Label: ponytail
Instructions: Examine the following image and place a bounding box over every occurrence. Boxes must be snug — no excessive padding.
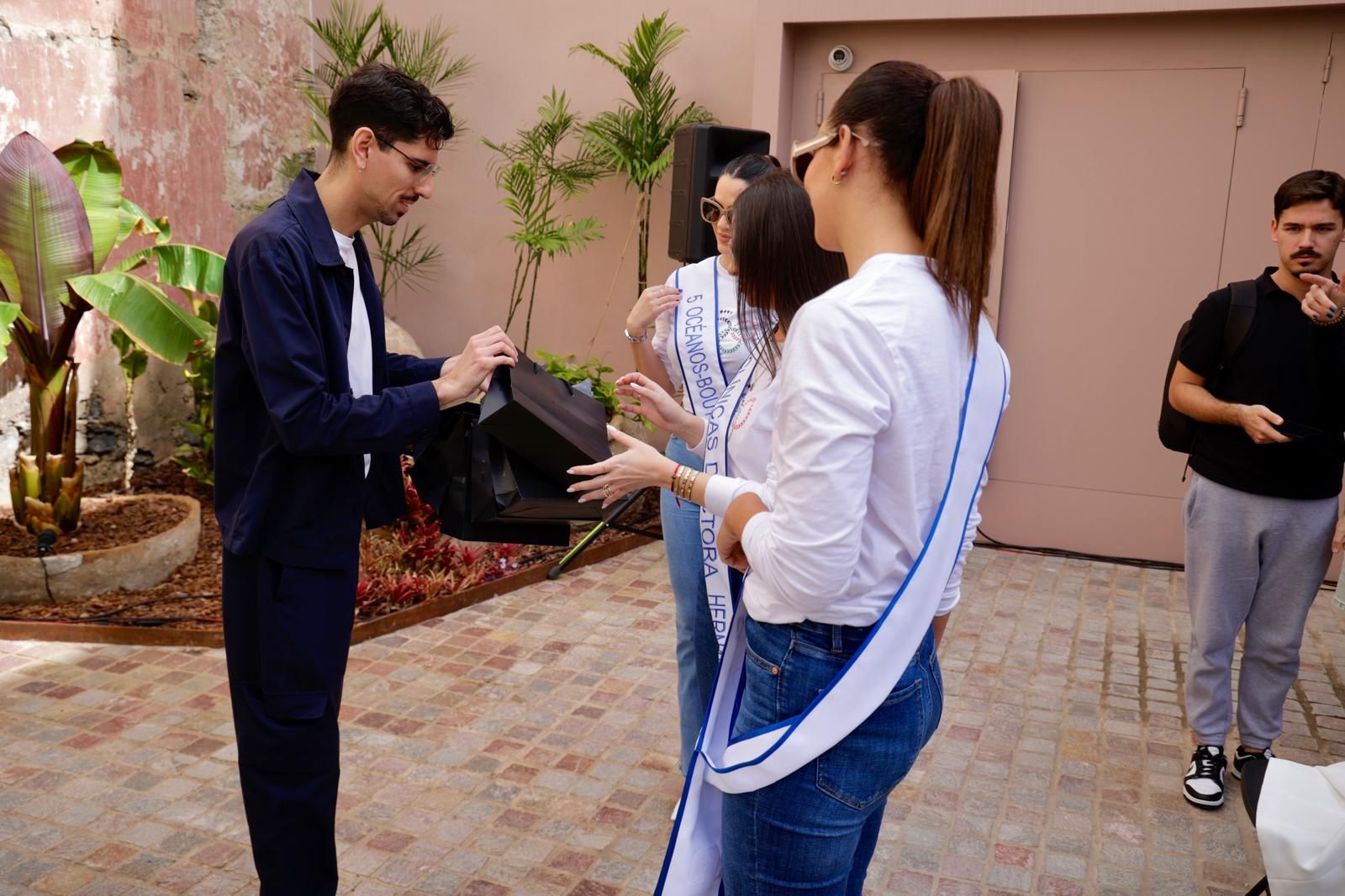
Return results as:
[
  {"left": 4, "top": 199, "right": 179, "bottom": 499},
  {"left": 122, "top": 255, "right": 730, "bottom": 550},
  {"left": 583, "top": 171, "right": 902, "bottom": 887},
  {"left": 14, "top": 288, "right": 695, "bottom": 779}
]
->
[
  {"left": 906, "top": 78, "right": 1000, "bottom": 345},
  {"left": 830, "top": 62, "right": 1002, "bottom": 345}
]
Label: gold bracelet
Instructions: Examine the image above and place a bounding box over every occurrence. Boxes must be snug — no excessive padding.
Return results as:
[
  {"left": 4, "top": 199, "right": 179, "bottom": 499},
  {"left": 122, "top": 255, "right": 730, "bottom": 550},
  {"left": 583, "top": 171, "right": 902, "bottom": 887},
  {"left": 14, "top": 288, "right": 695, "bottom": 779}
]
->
[
  {"left": 672, "top": 466, "right": 691, "bottom": 498},
  {"left": 681, "top": 468, "right": 701, "bottom": 500}
]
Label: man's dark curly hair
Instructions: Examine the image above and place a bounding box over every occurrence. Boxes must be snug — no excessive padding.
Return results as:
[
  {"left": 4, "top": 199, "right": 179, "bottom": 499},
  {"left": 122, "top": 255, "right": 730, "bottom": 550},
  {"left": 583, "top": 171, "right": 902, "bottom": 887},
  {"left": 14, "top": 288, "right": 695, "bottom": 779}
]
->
[{"left": 327, "top": 62, "right": 453, "bottom": 157}]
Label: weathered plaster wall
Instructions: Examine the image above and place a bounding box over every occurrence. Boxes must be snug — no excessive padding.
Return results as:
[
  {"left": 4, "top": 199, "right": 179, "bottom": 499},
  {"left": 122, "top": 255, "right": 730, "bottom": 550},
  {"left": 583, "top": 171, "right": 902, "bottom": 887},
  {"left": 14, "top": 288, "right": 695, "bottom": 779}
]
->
[{"left": 0, "top": 0, "right": 311, "bottom": 495}]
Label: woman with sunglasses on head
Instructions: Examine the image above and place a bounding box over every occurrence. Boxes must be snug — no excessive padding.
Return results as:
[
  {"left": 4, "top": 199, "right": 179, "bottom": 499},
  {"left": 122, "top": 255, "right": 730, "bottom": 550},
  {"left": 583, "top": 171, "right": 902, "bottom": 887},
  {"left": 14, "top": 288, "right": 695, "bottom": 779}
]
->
[
  {"left": 625, "top": 155, "right": 780, "bottom": 771},
  {"left": 640, "top": 62, "right": 1009, "bottom": 896}
]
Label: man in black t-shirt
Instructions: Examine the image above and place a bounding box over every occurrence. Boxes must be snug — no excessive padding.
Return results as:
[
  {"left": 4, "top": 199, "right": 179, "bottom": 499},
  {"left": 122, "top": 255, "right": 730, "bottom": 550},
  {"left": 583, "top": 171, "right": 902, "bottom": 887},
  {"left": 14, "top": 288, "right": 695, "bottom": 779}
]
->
[{"left": 1168, "top": 171, "right": 1345, "bottom": 809}]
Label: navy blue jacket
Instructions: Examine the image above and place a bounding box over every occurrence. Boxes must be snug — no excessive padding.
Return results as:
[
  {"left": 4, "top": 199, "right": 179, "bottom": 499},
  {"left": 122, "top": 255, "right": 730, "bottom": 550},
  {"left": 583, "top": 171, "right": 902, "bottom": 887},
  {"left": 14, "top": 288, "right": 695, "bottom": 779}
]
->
[{"left": 215, "top": 171, "right": 444, "bottom": 567}]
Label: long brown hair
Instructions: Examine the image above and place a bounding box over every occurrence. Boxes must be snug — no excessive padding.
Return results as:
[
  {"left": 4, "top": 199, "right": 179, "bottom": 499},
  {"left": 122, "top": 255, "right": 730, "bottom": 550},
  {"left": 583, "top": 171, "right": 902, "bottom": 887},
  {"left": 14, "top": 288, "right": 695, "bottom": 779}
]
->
[
  {"left": 830, "top": 62, "right": 1002, "bottom": 345},
  {"left": 733, "top": 171, "right": 846, "bottom": 377}
]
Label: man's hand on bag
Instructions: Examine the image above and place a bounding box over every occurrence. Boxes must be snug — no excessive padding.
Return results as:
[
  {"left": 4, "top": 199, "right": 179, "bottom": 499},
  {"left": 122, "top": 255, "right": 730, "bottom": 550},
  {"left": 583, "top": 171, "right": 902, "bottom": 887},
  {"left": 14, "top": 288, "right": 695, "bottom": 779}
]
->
[
  {"left": 625, "top": 285, "right": 682, "bottom": 336},
  {"left": 1298, "top": 273, "right": 1342, "bottom": 320},
  {"left": 435, "top": 327, "right": 518, "bottom": 408},
  {"left": 1237, "top": 405, "right": 1291, "bottom": 445}
]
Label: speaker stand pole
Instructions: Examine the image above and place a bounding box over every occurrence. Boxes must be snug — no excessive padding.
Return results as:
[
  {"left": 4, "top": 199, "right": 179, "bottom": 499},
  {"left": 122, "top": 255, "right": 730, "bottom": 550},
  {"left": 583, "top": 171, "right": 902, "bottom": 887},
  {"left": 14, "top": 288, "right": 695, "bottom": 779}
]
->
[{"left": 546, "top": 488, "right": 663, "bottom": 581}]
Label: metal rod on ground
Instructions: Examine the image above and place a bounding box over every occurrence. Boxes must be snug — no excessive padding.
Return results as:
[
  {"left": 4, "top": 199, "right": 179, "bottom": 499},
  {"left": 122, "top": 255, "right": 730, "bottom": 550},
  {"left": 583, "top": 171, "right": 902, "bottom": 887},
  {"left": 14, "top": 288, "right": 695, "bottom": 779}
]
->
[{"left": 546, "top": 488, "right": 644, "bottom": 581}]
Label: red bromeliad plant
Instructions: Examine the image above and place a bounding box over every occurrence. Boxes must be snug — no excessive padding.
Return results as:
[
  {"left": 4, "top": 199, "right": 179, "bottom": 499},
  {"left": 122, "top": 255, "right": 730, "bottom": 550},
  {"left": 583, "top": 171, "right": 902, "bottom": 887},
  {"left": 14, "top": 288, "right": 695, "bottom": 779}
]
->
[{"left": 355, "top": 457, "right": 518, "bottom": 618}]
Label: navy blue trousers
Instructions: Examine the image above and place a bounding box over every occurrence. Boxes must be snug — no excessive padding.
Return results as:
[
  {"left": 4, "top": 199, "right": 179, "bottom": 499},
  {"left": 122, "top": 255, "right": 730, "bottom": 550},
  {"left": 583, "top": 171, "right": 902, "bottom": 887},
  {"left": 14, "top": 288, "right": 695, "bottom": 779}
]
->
[{"left": 224, "top": 551, "right": 356, "bottom": 896}]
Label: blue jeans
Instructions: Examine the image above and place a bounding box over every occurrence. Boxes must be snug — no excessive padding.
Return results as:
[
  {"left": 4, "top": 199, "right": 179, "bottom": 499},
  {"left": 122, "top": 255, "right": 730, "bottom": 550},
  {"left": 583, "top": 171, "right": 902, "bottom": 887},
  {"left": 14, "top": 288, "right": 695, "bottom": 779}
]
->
[
  {"left": 724, "top": 619, "right": 943, "bottom": 896},
  {"left": 659, "top": 436, "right": 720, "bottom": 773}
]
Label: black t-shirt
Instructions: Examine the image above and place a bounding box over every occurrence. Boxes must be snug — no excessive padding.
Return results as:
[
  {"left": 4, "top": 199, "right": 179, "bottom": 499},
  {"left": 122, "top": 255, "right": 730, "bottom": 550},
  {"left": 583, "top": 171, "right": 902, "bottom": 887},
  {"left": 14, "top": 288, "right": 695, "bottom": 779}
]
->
[{"left": 1179, "top": 268, "right": 1345, "bottom": 498}]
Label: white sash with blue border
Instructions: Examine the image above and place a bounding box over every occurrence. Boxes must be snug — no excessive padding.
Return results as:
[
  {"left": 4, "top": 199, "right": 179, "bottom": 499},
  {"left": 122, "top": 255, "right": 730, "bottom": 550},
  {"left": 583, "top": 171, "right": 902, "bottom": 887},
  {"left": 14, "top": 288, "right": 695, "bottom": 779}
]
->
[
  {"left": 655, "top": 320, "right": 1009, "bottom": 896},
  {"left": 672, "top": 256, "right": 746, "bottom": 654}
]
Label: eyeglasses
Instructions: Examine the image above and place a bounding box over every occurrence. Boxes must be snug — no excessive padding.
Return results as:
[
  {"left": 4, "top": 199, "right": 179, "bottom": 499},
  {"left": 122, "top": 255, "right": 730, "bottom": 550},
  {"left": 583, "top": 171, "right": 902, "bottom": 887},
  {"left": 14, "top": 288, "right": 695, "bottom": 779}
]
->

----

Exercise |
Copy the records again, starting at the line that contains "Label: eyeglasses" and stopping after the last line of the records. In that copy, swap "snug" for "tight" and keep everything else the same.

Reply to the task |
Label: eyeglasses
Instructions: Examine the image above and place a bounding box over every occurrence. Boxes must be tight — no excessive padding.
Return results as:
[
  {"left": 4, "top": 199, "right": 179, "bottom": 499},
  {"left": 122, "top": 255, "right": 730, "bottom": 550},
  {"left": 583, "top": 171, "right": 902, "bottom": 887},
  {"left": 14, "top": 288, "right": 695, "bottom": 779}
]
->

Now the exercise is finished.